━━ Supplied information

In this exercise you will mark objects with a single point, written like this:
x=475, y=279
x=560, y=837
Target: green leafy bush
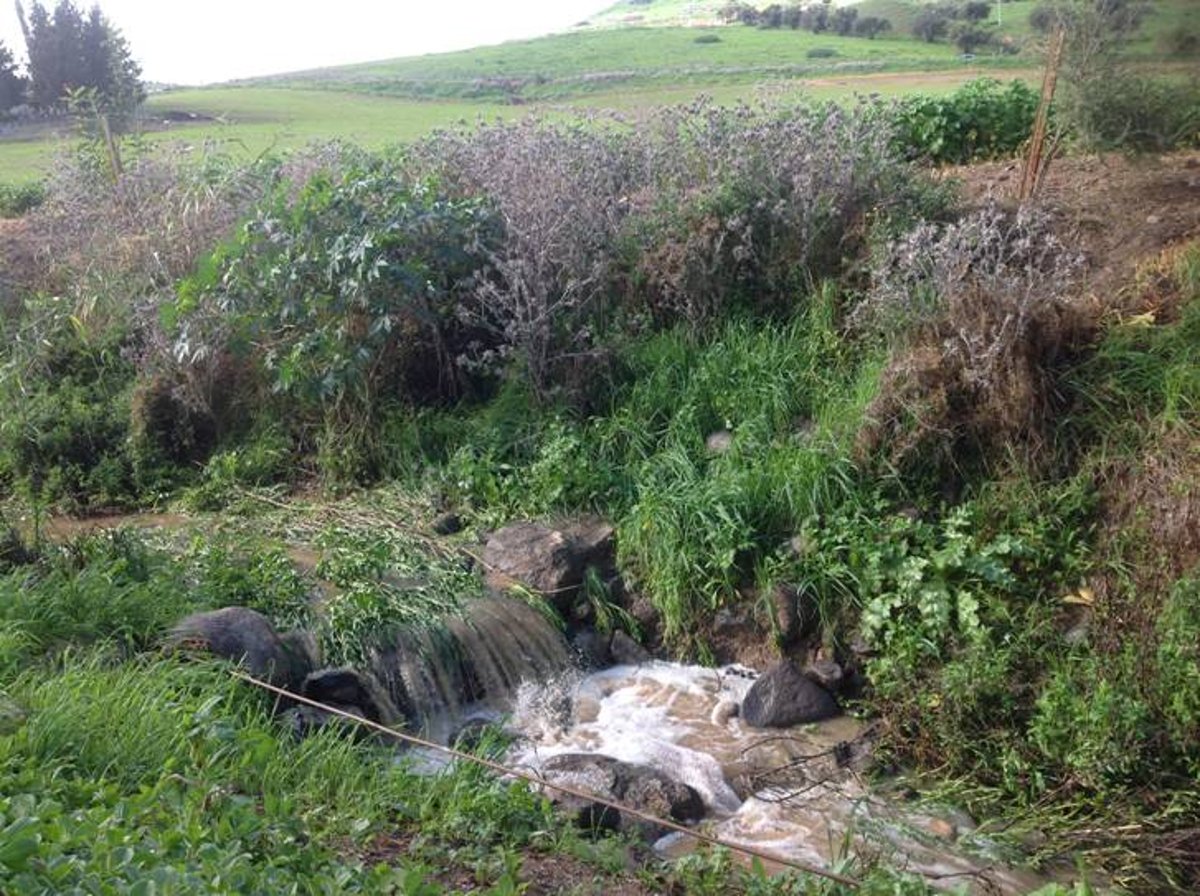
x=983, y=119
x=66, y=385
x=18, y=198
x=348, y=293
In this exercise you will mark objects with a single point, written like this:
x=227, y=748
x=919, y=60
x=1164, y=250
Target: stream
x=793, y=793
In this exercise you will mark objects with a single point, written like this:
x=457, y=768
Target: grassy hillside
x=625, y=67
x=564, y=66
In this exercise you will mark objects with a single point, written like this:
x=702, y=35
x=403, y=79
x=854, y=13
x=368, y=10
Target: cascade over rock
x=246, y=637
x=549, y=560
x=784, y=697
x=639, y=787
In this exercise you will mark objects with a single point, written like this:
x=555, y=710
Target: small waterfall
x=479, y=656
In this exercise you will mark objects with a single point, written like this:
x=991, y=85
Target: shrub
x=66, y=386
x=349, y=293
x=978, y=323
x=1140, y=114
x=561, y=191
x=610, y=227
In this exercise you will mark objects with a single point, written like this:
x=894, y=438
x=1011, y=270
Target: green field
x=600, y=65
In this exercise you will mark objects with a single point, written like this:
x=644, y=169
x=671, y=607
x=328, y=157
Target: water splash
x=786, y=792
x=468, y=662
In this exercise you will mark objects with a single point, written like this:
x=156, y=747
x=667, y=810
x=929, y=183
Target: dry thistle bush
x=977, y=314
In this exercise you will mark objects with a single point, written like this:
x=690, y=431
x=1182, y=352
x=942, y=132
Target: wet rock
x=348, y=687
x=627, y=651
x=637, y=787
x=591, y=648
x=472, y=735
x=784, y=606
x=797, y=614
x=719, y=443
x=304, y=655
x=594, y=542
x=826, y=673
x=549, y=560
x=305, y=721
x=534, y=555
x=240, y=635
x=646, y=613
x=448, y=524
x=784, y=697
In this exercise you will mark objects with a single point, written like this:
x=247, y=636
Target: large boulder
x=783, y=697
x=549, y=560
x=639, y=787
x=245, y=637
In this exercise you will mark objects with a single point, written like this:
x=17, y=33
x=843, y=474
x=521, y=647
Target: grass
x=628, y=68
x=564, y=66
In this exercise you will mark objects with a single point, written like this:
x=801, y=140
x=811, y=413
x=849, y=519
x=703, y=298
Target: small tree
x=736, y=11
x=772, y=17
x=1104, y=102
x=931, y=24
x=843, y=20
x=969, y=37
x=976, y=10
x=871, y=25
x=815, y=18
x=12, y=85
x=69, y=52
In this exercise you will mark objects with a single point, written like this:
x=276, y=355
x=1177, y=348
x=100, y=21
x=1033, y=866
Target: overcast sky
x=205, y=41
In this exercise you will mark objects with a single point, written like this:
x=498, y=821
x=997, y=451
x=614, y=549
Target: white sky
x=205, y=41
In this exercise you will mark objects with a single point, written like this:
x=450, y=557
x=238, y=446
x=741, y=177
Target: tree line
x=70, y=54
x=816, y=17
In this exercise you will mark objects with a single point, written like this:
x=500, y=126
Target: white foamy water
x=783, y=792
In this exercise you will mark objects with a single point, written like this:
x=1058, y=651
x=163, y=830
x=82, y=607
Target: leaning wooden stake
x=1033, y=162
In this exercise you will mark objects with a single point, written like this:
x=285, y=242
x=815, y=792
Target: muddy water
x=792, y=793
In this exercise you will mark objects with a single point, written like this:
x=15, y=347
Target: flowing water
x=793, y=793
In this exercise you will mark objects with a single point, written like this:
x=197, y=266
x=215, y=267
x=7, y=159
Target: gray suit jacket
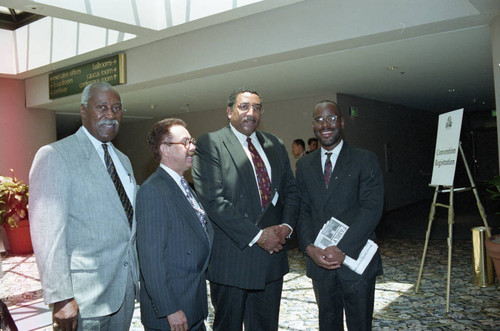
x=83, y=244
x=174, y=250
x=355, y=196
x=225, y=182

━━━━
━━ Supplied information

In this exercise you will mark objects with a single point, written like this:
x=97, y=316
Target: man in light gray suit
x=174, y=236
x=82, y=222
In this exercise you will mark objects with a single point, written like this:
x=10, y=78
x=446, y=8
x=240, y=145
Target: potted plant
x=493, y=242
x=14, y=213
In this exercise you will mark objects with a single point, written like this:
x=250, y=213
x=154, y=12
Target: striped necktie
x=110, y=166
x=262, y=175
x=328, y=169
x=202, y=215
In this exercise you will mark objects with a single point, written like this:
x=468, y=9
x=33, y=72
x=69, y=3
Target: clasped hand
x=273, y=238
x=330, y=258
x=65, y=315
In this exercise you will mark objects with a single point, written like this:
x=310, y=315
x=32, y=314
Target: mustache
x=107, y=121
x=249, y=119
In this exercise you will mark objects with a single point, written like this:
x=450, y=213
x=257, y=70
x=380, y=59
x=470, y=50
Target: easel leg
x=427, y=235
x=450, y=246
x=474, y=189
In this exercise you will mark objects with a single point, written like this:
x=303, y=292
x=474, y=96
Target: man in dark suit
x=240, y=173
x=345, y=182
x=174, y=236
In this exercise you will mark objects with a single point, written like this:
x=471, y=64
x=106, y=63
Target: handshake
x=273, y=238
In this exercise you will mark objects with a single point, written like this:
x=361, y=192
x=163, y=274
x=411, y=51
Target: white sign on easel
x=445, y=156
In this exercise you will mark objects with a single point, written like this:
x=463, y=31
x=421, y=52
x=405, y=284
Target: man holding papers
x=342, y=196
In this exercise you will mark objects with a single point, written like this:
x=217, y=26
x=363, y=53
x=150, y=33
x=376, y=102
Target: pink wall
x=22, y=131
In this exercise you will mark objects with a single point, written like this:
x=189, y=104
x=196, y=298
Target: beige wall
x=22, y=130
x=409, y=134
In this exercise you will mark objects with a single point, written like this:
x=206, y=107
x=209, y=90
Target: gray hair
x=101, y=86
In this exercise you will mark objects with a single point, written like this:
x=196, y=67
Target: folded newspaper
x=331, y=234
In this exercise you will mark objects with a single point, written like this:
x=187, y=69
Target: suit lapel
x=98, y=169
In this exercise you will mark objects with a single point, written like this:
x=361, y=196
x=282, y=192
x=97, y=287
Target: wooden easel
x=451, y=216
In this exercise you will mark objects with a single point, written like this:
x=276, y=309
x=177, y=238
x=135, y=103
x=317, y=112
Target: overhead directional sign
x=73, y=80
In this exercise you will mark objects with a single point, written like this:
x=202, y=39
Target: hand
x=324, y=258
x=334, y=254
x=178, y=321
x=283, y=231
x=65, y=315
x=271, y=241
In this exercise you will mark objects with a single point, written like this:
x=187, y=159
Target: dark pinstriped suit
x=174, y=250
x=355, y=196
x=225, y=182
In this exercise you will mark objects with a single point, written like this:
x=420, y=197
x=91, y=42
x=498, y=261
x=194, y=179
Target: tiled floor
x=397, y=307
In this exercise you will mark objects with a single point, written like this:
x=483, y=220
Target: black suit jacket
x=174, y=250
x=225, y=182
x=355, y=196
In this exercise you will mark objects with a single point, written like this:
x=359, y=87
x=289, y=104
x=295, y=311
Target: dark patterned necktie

━━━━
━━ Supplied information

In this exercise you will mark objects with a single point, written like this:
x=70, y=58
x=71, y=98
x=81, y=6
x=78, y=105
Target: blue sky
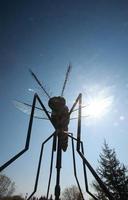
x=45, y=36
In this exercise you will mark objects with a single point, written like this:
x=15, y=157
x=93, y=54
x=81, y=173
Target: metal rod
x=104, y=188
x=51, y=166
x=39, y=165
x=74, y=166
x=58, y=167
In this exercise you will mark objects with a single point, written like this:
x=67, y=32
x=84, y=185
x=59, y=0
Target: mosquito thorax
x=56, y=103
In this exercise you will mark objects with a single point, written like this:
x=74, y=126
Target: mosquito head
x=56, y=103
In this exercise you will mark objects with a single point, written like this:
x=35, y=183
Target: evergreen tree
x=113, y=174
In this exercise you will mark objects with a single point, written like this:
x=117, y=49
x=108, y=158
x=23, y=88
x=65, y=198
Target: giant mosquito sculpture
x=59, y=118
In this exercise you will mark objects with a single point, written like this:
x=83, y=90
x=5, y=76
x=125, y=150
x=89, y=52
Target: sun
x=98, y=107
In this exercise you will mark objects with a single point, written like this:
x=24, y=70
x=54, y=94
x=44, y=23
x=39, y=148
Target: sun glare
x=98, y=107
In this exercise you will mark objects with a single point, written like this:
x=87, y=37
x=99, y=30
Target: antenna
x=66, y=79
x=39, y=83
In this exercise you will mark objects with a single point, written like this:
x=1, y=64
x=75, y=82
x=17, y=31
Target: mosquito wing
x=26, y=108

━━━━

[Your task]
In the entries above, find the line holding "x=405, y=284" and the line holding "Target: dark patterned necktie"; print both of them and every line between, exactly, and nothing else.

[Expected answer]
x=405, y=284
Target: man holding papers
x=342, y=196
In this exercise you will mark objects with a single point, written like this:
x=217, y=26
x=363, y=53
x=150, y=33
x=376, y=102
Target: pink wall
x=22, y=131
In this exercise you will mark objects with a single point, written like this:
x=189, y=104
x=196, y=298
Target: beige wall
x=22, y=130
x=409, y=134
In this exercise you will mark objects with a single point, written like this:
x=206, y=107
x=209, y=90
Target: gray hair
x=101, y=86
In this exercise you will mark objects with a single point, written like this:
x=196, y=67
Target: folded newspaper
x=331, y=234
In this exercise you will mark objects with a single point, written like this:
x=187, y=69
Target: suit lapel
x=98, y=169
In this exercise you will mark objects with a single point, written like this:
x=361, y=196
x=282, y=192
x=97, y=287
Target: wooden easel
x=451, y=216
In this exercise you will mark objects with a single point, written like this:
x=276, y=309
x=177, y=238
x=135, y=103
x=317, y=112
Target: overhead directional sign
x=73, y=80
In this exercise you will mark objects with a single point, written like this:
x=202, y=39
Target: hand
x=324, y=258
x=334, y=254
x=178, y=321
x=283, y=231
x=65, y=315
x=271, y=241
In this exercise you will mark objects with a single point, written like this:
x=187, y=159
Target: dark pinstriped suit
x=174, y=250
x=355, y=196
x=225, y=182
In this exercise you will mark objects with a single point, written like this:
x=420, y=197
x=91, y=42
x=498, y=261
x=194, y=179
Target: tiled floor
x=397, y=307
In this exercise you will mark objects with a single point, written like this:
x=483, y=220
Target: black suit jacket
x=174, y=250
x=225, y=182
x=355, y=196
In this exercise you will mark objects with a single point, written like this:
x=359, y=87
x=289, y=104
x=295, y=311
Target: dark patterned necktie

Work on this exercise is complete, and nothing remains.